• _TEXTE À LIRE_
▬▬▬▬▬▬

Il est frappant de voir que les deux candidats offrent les mêmes solutions concernant l’Irak : plus d’implication des Irakiens et davantage d’aide extérieure. Malheureusement, cela ne risque pas de fonctionner. Les deux candidats ont perdu de vue le défi central de notre temps. La « guerre au terrorisme » de George W. Bush est un slogan vide de sens qui perd de vue qu’une guerre civile secoue l’islam et oppose des fanatiques à des modérés de plus en plus intimidés. Par leurs actions menées sans distinction, les États-Unis rendent de plus en plus probable une union des modérés et des islamistes pour affronter l’Amérique.
En Irak, l’occupation est rejetée et le nationalisme s’allie au fanatisme contre l’occupant. Le taux de désertion dans les camps d’entraînement irakien est dangereusement élevé et les actions contre les insurgés donnent de nouvelles recrues aux rebelles. Les choses ne vont pas s’arranger si M. Bush, qui a perdu toute crédibilité, est réélu. Les pays étrangers ne donneront pas plus de fonds et n’enverront pas plus de troupes. Nos alliés pensent déjà à retirer les leurs. Dans le monde islamique, la politique de Bush se confond avec celle d’Ariel Sharon. Elle caricaturée en une politique semi-coloniale. Isolé, Bush pourrait être tenté de se rapprocher de certains pays dans une forme de « sainte alliance » anti-musulmane rassemblant la Russie, l’Inde et Israël. Il est possible de constituer une telle alliance, mais les États-Unis seraient toujours plus isolés en dehors de ce groupe.

▬▬▬▬▬▬

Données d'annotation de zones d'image

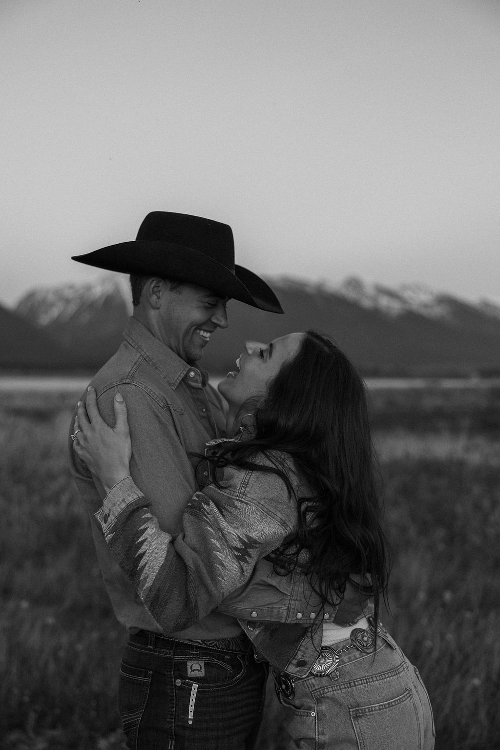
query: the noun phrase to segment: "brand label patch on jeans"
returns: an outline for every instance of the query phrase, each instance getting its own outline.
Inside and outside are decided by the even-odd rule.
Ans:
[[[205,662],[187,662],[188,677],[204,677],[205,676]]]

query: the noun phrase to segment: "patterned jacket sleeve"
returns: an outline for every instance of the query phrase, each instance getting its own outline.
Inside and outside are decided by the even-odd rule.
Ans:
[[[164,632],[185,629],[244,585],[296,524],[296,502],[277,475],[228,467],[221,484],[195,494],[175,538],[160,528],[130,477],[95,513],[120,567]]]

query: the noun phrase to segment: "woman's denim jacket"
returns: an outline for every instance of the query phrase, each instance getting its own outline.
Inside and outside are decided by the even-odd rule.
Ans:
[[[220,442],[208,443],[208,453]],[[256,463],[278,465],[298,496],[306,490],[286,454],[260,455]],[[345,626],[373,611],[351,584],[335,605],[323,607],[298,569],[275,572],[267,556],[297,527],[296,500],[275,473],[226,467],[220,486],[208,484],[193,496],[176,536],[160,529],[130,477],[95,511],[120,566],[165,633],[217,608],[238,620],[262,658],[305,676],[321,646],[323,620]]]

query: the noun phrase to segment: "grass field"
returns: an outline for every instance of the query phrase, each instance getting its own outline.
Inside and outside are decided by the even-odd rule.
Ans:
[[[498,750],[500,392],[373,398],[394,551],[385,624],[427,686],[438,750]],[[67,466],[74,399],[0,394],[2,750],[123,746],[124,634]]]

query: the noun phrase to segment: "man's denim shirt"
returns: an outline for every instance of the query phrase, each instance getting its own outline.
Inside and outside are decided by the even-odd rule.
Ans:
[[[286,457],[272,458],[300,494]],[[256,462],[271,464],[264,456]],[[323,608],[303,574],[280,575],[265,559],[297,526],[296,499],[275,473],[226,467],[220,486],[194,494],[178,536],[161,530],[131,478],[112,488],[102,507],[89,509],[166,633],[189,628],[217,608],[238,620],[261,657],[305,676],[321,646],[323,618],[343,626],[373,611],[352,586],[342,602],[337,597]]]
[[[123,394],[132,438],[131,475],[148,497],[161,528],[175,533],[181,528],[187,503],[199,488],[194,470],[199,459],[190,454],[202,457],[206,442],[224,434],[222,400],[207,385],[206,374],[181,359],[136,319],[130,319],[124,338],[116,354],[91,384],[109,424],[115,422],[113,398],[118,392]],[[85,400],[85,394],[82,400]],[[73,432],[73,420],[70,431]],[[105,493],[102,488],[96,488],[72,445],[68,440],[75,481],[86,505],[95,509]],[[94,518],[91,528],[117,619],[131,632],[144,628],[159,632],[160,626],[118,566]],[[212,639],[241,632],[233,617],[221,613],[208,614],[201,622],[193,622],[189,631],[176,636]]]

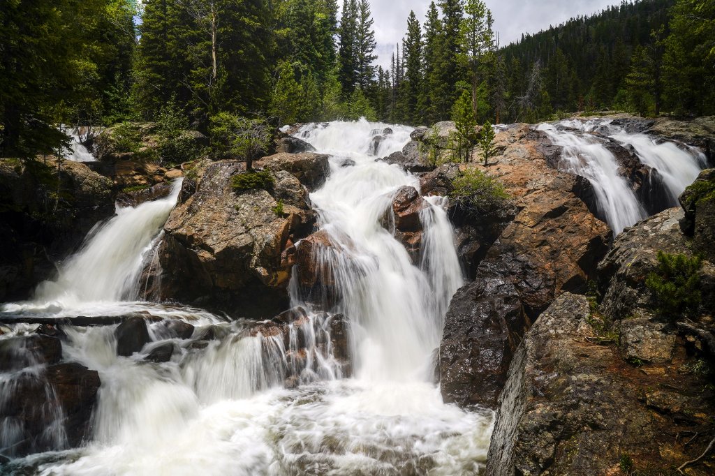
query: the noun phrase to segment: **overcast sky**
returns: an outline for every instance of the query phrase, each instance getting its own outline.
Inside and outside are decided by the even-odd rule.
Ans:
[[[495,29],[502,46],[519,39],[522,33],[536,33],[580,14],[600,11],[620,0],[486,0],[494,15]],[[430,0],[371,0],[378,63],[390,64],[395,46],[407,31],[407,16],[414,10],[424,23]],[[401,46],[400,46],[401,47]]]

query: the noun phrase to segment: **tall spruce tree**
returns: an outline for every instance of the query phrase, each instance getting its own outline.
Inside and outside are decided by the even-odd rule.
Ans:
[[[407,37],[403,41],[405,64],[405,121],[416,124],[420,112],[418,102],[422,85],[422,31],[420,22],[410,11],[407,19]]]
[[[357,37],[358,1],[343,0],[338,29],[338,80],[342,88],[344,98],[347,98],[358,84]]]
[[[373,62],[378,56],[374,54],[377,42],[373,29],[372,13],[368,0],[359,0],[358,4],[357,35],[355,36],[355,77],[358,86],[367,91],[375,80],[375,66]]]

▬▬▬▬▬▬

• _CONSIGNE_
Réécrivez le passage du texte sur l'Irak allant de « En Irak, l’occupation » jusqu'à « de ce groupe. » en rebaptisant « alliés » en « partenaires ». Ces données ne servent à rien ici.

• _RÉPONSE_
En Irak, l’occupation est rejetée et le nationalisme s’allie au fanatisme contre l’occupant. Le taux de désertion dans les camps d’entraînement irakien est dangereusement élevé et les actions contre les insurgés donnent de nouvelles recrues aux rebelles. Les choses ne vont pas s’arranger si M. Bush, qui a perdu toute crédibilité, est réélu. Les pays étrangers ne donneront pas plus de fonds et n’enverront pas plus de troupes. Nos partenaires pensent déjà à retirer les leurs. Dans le monde islamique, la politique de Bush se confond avec celle d’Ariel Sharon. Elle caricaturée en une politique semi-coloniale. Isolé, Bush pourrait être tenté de se rapprocher de certains pays dans une forme de « sainte alliance » anti-musulmane rassemblant la Russie, l’Inde et Israël. Il est possible de constituer une telle alliance, mais les États-Unis seraient toujours plus isolés en dehors de ce groupe.